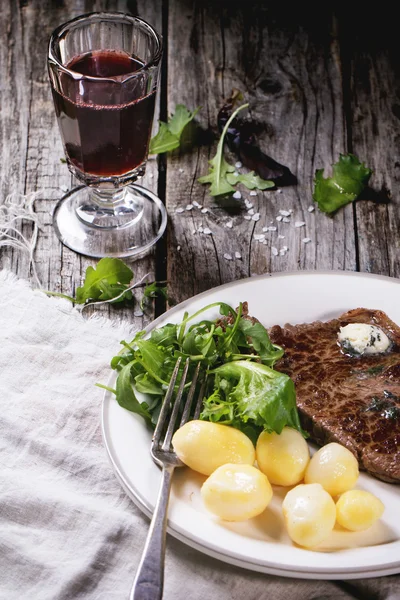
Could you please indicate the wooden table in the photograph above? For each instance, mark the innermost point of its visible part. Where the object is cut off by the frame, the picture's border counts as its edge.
(319, 84)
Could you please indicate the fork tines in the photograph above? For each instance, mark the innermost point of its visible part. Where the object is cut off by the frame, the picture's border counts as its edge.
(170, 408)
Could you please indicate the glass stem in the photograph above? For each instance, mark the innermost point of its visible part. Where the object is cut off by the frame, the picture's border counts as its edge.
(107, 199)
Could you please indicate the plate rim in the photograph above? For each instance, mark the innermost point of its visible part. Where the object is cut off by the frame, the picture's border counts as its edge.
(192, 541)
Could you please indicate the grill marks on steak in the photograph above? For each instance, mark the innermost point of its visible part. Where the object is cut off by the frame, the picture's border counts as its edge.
(351, 400)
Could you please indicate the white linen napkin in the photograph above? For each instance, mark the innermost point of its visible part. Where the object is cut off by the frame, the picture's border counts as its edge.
(67, 529)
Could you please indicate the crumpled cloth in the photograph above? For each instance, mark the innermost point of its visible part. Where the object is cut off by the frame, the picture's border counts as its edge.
(67, 529)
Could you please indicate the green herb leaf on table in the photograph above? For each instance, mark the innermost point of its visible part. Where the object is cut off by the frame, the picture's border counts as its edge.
(221, 174)
(250, 180)
(349, 178)
(105, 282)
(153, 290)
(169, 134)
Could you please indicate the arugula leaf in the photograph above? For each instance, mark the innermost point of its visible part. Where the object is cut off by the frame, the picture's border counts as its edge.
(263, 398)
(169, 134)
(221, 173)
(260, 341)
(247, 394)
(152, 290)
(107, 280)
(219, 167)
(349, 177)
(250, 180)
(126, 396)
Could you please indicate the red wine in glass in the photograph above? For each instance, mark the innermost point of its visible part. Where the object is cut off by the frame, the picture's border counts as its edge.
(105, 133)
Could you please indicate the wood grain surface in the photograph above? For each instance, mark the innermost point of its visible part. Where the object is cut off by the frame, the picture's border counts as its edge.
(317, 88)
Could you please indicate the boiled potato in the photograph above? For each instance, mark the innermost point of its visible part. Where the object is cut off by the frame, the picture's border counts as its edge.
(357, 510)
(205, 446)
(236, 492)
(309, 513)
(334, 467)
(282, 457)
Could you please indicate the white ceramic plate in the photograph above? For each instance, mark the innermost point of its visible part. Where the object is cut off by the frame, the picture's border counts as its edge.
(261, 544)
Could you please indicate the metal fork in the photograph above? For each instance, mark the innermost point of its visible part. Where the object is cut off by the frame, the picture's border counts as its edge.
(149, 579)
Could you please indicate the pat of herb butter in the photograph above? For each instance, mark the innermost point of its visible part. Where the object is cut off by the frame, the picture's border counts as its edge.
(361, 338)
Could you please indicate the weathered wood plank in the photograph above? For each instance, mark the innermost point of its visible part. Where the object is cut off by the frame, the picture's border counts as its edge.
(37, 144)
(289, 69)
(375, 129)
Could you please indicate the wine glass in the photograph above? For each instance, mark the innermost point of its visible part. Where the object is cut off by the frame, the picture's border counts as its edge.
(104, 70)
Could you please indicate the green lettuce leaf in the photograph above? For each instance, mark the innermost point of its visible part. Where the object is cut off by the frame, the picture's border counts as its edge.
(349, 178)
(252, 394)
(169, 134)
(250, 180)
(107, 280)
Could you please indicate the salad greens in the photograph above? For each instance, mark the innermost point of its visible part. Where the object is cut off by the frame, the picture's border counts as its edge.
(169, 134)
(237, 355)
(349, 178)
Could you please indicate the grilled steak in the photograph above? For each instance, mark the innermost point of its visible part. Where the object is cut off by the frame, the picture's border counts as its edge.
(352, 400)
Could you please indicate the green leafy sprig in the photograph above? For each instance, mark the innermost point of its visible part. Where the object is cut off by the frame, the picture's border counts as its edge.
(349, 178)
(169, 134)
(111, 282)
(243, 389)
(221, 175)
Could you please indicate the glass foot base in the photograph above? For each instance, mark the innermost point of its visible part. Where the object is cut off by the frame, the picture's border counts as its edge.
(128, 226)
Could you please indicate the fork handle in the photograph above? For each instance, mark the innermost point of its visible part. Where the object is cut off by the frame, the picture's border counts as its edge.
(149, 579)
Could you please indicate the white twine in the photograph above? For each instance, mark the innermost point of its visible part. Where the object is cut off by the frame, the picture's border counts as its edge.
(15, 209)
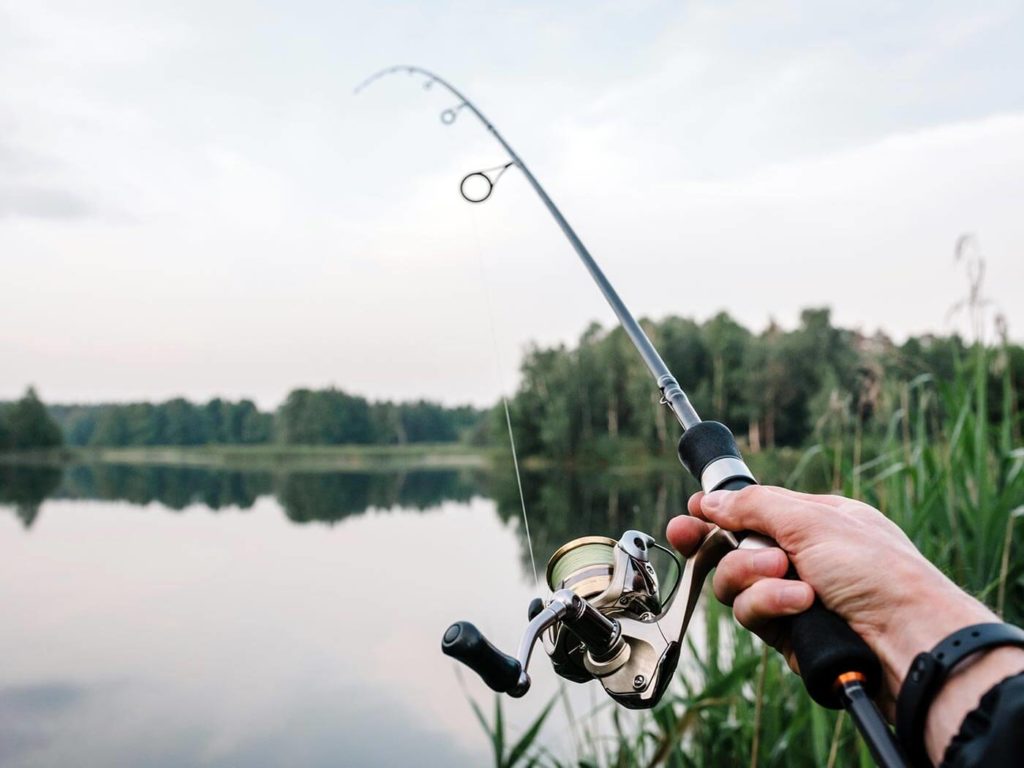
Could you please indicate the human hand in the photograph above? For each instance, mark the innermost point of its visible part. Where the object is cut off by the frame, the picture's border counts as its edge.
(858, 562)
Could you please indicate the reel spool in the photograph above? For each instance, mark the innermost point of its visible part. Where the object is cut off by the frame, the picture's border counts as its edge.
(608, 620)
(584, 565)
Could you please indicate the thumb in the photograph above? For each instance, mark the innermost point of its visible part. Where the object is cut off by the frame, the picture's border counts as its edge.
(783, 515)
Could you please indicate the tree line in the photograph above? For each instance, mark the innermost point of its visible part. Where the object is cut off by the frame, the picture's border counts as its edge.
(308, 417)
(591, 401)
(776, 388)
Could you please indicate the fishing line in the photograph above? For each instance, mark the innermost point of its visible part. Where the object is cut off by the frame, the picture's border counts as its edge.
(505, 401)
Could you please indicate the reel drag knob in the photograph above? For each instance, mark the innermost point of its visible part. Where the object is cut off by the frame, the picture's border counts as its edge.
(501, 672)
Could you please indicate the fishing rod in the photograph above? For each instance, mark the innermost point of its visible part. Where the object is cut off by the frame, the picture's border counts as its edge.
(608, 617)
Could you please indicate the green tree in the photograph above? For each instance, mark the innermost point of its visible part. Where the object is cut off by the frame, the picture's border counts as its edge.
(30, 425)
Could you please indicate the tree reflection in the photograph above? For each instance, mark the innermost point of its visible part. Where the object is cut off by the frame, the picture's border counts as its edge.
(305, 497)
(25, 487)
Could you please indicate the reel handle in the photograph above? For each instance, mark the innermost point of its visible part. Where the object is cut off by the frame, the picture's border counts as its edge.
(500, 671)
(824, 645)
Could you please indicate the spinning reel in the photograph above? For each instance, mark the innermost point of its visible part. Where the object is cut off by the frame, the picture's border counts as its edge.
(608, 619)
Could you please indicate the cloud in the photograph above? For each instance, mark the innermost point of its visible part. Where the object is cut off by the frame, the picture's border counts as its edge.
(42, 203)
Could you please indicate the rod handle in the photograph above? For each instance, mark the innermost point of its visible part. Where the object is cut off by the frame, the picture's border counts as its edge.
(465, 643)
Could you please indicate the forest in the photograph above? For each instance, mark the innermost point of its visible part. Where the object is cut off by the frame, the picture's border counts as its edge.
(591, 402)
(776, 388)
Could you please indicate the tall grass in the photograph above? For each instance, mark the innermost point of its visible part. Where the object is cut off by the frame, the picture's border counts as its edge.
(948, 467)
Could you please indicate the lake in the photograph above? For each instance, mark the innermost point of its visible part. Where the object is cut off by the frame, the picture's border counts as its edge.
(175, 616)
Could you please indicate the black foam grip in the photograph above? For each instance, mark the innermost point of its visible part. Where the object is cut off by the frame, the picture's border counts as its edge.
(702, 443)
(464, 642)
(825, 647)
(822, 642)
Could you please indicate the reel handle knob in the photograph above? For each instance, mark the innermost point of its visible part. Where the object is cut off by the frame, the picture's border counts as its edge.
(500, 671)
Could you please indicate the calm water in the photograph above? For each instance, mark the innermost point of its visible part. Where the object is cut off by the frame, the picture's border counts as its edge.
(178, 616)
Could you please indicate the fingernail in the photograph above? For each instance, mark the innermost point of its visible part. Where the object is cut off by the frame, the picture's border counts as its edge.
(765, 561)
(794, 596)
(714, 500)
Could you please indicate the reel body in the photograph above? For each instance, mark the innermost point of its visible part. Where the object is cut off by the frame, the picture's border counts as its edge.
(608, 620)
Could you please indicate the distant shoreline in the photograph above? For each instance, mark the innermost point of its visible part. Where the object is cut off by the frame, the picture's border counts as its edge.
(350, 458)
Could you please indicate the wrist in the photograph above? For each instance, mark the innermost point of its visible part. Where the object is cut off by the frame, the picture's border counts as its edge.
(929, 613)
(963, 692)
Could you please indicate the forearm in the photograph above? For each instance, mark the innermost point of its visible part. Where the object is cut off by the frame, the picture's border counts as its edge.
(938, 609)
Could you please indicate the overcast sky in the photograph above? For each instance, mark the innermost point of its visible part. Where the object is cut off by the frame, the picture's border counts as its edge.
(193, 201)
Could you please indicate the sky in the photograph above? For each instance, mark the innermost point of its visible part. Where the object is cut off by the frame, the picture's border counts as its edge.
(193, 202)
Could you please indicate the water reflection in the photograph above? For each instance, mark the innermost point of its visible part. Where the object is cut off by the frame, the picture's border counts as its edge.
(305, 497)
(225, 638)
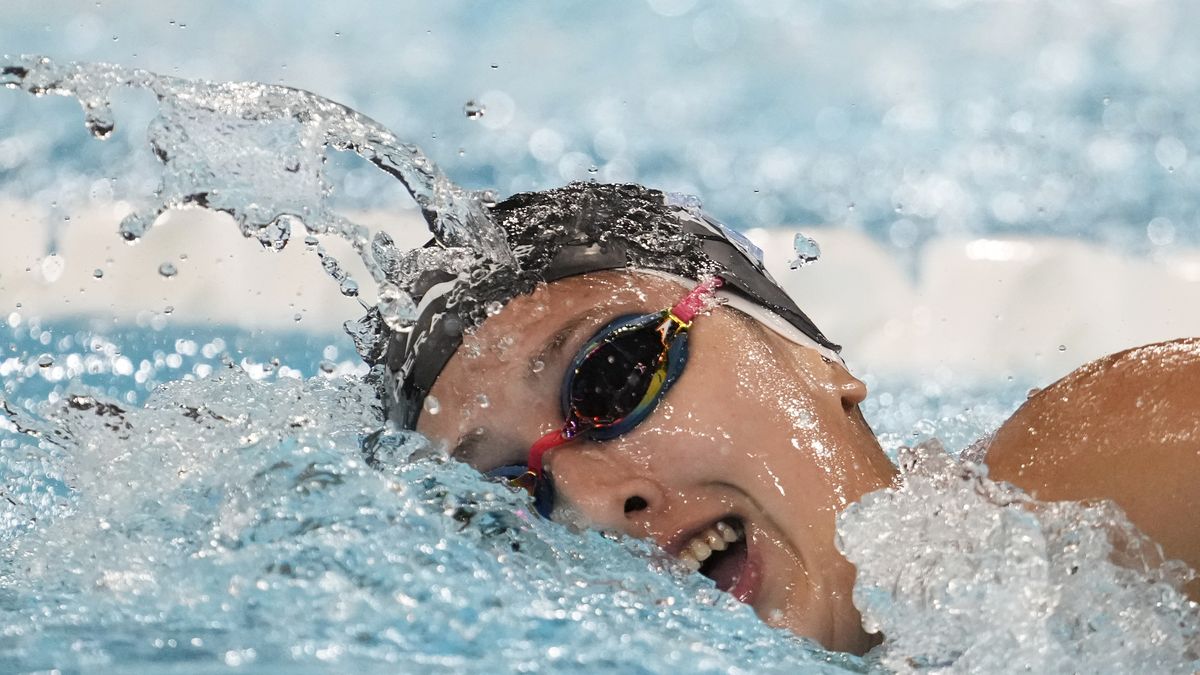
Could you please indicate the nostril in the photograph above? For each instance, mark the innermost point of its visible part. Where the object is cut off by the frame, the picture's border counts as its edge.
(635, 503)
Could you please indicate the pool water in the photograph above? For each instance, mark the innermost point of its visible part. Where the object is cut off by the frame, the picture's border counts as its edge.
(198, 497)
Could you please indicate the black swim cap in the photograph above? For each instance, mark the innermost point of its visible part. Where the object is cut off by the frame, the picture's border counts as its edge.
(557, 233)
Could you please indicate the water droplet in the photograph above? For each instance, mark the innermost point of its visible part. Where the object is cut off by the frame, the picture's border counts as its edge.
(807, 251)
(432, 406)
(396, 308)
(473, 109)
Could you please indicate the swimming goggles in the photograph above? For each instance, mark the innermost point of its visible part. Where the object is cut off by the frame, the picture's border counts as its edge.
(615, 382)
● ● ● ● ● ● ●
Starting at the line with "Could you please indicate the water reflection", output each line through the final one of the listing above, and nothing else. Pictures are to be left out.

Could you please indicate the water reflection in the photograph above? For each instance, mark the innermost point of its visible part. Where the object is cut off by the frame, the picture's border counts as its edge.
(305, 497)
(225, 638)
Could you please indicate the nostril in the photograph above? For each instance, mark the innermost point of its visible part. Where the object is cut off by the frame, the picture's border counts as its edge.
(635, 503)
Could you please indicate the pool water in the photograph above? For each instance, mark the innermost point of its visible part. Where the object is cut off by the frame, the picture's border counts as its edge.
(198, 497)
Could you please indicate the black swim cap in the photograph above? For each instance, mark the innermost point of its visible part. Where the object is cut off by the frame, the picture's border counts as its edge.
(557, 233)
Could you please indicate the water droplet in the photograph above? For each instance, mark the innermost point of its visible part. Where the object is cut off by the frame, the picture's border counts as its edge.
(807, 251)
(432, 406)
(396, 308)
(473, 109)
Could you please indicate the swimming goggles in the photograph above? For each instance, mark the innermost point of its visible part. Where the object is cut off by the frame, the picture's border counts as its edge.
(615, 382)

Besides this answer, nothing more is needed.